Given instruction |
Copy the listing below word for word from start to end, and leave the pictures out of your copy.

/---

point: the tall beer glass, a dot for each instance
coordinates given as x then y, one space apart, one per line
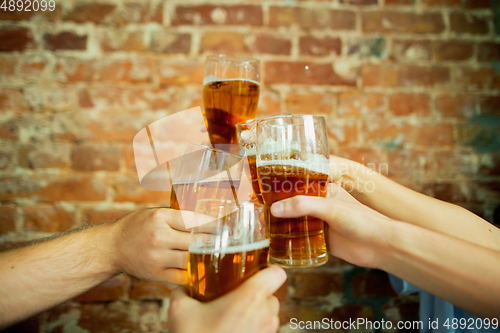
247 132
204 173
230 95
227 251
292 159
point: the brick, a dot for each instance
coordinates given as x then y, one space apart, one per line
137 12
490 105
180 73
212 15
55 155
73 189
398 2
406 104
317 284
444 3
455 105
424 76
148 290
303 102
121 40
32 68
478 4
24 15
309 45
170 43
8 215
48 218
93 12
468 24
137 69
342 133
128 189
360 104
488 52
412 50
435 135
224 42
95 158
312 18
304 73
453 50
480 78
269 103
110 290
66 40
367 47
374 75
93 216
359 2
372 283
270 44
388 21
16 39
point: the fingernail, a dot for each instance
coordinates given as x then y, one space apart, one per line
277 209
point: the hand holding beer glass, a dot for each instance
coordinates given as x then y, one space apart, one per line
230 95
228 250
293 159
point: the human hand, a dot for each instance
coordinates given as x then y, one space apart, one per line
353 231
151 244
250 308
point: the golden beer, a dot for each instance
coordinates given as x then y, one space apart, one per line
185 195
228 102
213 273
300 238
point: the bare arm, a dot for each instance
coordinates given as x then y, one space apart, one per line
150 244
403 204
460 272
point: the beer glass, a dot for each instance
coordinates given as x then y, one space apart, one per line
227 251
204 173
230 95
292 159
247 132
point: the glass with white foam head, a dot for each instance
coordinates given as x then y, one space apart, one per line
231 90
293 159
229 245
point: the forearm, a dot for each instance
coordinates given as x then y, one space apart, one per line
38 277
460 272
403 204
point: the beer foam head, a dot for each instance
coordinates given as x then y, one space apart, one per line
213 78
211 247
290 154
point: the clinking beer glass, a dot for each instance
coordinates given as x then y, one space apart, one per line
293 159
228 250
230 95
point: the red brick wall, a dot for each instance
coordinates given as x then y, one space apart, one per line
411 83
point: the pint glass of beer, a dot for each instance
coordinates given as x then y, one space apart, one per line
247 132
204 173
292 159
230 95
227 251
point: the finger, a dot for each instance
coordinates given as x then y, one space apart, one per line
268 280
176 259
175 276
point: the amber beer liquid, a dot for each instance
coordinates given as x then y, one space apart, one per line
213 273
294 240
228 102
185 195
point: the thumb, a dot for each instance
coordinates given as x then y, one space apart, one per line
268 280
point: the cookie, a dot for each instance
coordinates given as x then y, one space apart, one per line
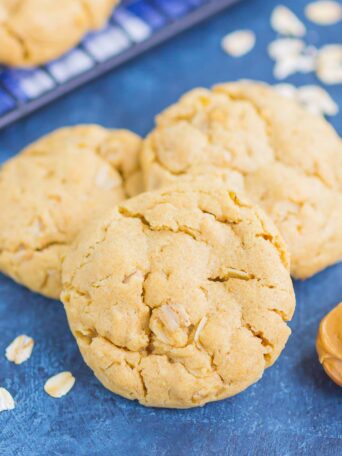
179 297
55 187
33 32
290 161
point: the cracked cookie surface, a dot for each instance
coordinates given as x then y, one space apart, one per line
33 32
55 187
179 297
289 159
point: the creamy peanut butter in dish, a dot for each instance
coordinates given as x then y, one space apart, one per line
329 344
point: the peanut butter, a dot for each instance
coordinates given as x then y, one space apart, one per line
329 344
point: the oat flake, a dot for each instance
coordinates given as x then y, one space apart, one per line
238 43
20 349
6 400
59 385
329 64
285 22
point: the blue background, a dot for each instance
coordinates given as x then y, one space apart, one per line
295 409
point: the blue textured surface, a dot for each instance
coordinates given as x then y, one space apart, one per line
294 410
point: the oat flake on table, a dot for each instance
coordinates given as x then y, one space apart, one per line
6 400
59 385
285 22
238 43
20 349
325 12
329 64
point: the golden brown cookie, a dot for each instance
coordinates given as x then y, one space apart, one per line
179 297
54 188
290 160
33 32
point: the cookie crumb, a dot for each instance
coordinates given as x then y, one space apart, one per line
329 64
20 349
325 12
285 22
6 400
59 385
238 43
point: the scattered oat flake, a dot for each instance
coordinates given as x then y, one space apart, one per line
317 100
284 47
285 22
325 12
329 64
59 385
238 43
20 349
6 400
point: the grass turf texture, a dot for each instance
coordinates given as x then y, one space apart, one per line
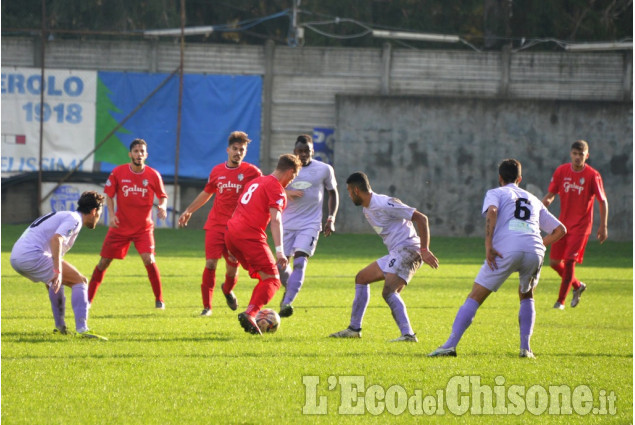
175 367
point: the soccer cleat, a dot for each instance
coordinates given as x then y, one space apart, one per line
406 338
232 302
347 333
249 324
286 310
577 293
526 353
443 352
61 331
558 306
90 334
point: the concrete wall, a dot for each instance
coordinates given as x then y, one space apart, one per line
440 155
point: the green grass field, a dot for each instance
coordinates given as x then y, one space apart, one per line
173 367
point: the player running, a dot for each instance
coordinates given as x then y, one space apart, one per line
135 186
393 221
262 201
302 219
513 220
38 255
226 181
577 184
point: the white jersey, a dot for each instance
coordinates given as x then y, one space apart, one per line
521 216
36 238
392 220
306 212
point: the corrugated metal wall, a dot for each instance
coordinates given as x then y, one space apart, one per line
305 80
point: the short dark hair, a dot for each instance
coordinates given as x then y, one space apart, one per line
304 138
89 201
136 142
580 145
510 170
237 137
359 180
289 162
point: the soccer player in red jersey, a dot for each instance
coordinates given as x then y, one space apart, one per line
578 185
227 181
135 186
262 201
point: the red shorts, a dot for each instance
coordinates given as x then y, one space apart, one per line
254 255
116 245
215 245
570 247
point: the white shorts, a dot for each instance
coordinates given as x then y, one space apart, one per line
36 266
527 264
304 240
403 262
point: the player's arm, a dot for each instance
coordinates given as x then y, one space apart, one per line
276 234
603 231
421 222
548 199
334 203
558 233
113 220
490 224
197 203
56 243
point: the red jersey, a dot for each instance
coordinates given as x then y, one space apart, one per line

\---

Finished task |
point: the tall beer glass, a dot for each instance
coordinates given as x then y, one space apart, one per line
247 132
204 173
230 95
227 251
292 159
point: the brick, a dot for each instance
coordinates given as x then y, one space apart, one per line
137 12
490 105
180 73
212 15
55 155
73 189
398 2
406 104
317 284
444 3
455 105
424 76
148 290
303 102
121 40
32 68
478 4
24 15
309 45
170 43
8 215
48 218
93 12
468 24
137 69
342 133
128 189
360 104
488 52
412 50
435 135
224 42
95 158
312 18
304 73
453 50
480 78
269 103
110 290
66 40
367 47
374 75
93 216
359 2
372 283
270 44
388 21
16 39
point: the fingernail, a dot for each instance
coordinates given as x then y, one space apart, one per line
277 209
point: the hand holding beer glass, a dot for each instance
coordinates given as x then y, one space apart, one per line
230 95
228 250
293 159
point: the human hand, a dot for each instance
coordinates given as x then y, one space apart, one per line
353 231
151 244
250 308
point: the golden beer, a dot for each instance
coordinates given as x then y, one space apart, one per line
185 195
228 102
213 273
300 238
point: the bare arm, a dot for each instance
coordinates given as x then y, one space apart, one per line
150 244
403 204
460 272
point: the beer glass, a dot for each instance
coordinates given as x then y, one space apart, one per line
227 251
204 173
230 95
292 159
247 132
point: the glass with white foam head, a dot for each instance
coordinates given as x then y, one space apart, one per line
231 90
293 159
229 245
point: the forearm, a dot for each instance
coordinates given as x then y, one space apart, one per line
38 277
460 272
403 204
point: the beer foam head, a dot for each instance
coordinates given as x then y, one space apart, one per line
213 78
211 247
290 154
point: the clinking beer glass, a dot for each instance
coordinates given as x then y, one space apart, one per line
293 159
228 250
230 95
point: the red brick wall, a dot for each instance
coordinates given as x then y, one space apart, one per line
411 83
point: the pint glass of beer, a dot for each instance
coordinates given as x then y, one space apart, one per line
247 132
204 173
292 159
230 95
227 251
point: the finger, a dot for each instance
coordinates given as x then y, one space apart, one per line
268 280
176 259
175 276
point: the amber beer liquid, a dot for each instance
coordinates given as x then y, one space apart, one per line
213 273
294 240
228 102
185 195
point: the thumb, a dot for each instance
coordinates given as x then y, one space apart, one per line
268 280
point: the cookie, a dot for each instance
coordinates given as x then y, one space apart, one per line
179 297
55 187
33 32
290 161
point: the cracked cookie surface, a dot for each instance
coordinates given as x then y, one space apart, one per line
33 32
55 187
179 297
289 159
point: the creamy peanut butter in dish, a dot for each instance
coordinates given as x then y, one space apart, one per line
329 344
point: the peanut butter, a dot for each instance
coordinates given as x then y, one space apart, one per line
329 344
point: the oat flake, a dot for each instance
coordinates given as x then y, one space apart, one per line
238 43
20 349
6 400
59 385
329 64
285 22
point: the blue background, a dot for each instance
coordinates given as x then y, one space apart, one per line
295 409
point: the blue textured surface, a dot for each instance
coordinates given as x then y, one space apart, one per line
294 410
point: the oat flake on table, a dot for each instance
coordinates given as x then y, one space apart, one per line
6 400
59 385
285 22
238 43
20 349
325 12
329 64
point: the golden brown cookie, a dot for each instance
coordinates given as x then y, one space apart, one per line
179 297
54 188
290 160
33 32
point: the cookie crumb, a dot for each instance
coordinates given as x then y, one space apart, one per line
329 64
20 349
325 12
285 22
6 400
59 385
238 43
point: the scattered oat flake, a dot for each instance
coordinates given as x then y, one space apart, one per line
317 100
284 47
285 22
325 12
329 64
59 385
238 43
20 349
6 400
point: the grass turf texture, a dot for each instance
coordinates given as x then y, one space apart, one per line
175 367
point: the soccer cleat, a dot for each instance
coordinates given as x then y, one space apart, one per line
406 338
232 302
347 333
249 324
286 310
577 293
526 353
443 352
61 331
558 306
90 334
point: the concrete wall, a dot for each instance
coordinates given as x then y, one space apart, one per line
440 155
point: the green grass field, a dot for each instance
coordinates given as x then y, one space apart, one per line
173 367
point: the player running, a dot for each instance
coordinates given as x then y, one space apart, one per line
135 186
393 221
262 201
302 219
513 220
38 255
226 181
577 184
point: the white jersey, a dot for each instance
coordinates given as x then y, one space apart, one per line
521 216
36 238
392 220
306 212
point: the corrugated metal wall, a dot for each instance
coordinates given as x then y, one space apart, one per line
305 80
point: the short dark hair, a dot for each instance
coordinates given as x then y, one space apart, one per line
304 138
89 201
136 142
580 145
510 170
237 137
359 180
289 162
point: the soccer player in red jersey, a dot for each instance
coordinates given as x then y, one space apart, one per line
578 185
227 181
135 186
262 201
point: the red shorts, a dot for each instance
coordinates given as x then y, one space apart, one per line
254 255
116 245
215 245
570 247
point: the white shorts, a dot for each instance
coordinates given as x then y, one space apart, one per line
36 266
527 264
304 240
403 262
point: the player's arm, a dot for each instance
coordinates given as x then y, one space apart, one per line
276 234
603 231
421 222
548 199
334 203
558 233
113 220
490 224
197 203
56 243
point: the red jersey, a dot for each instance
coordinates given as x then y, one space apart, one per line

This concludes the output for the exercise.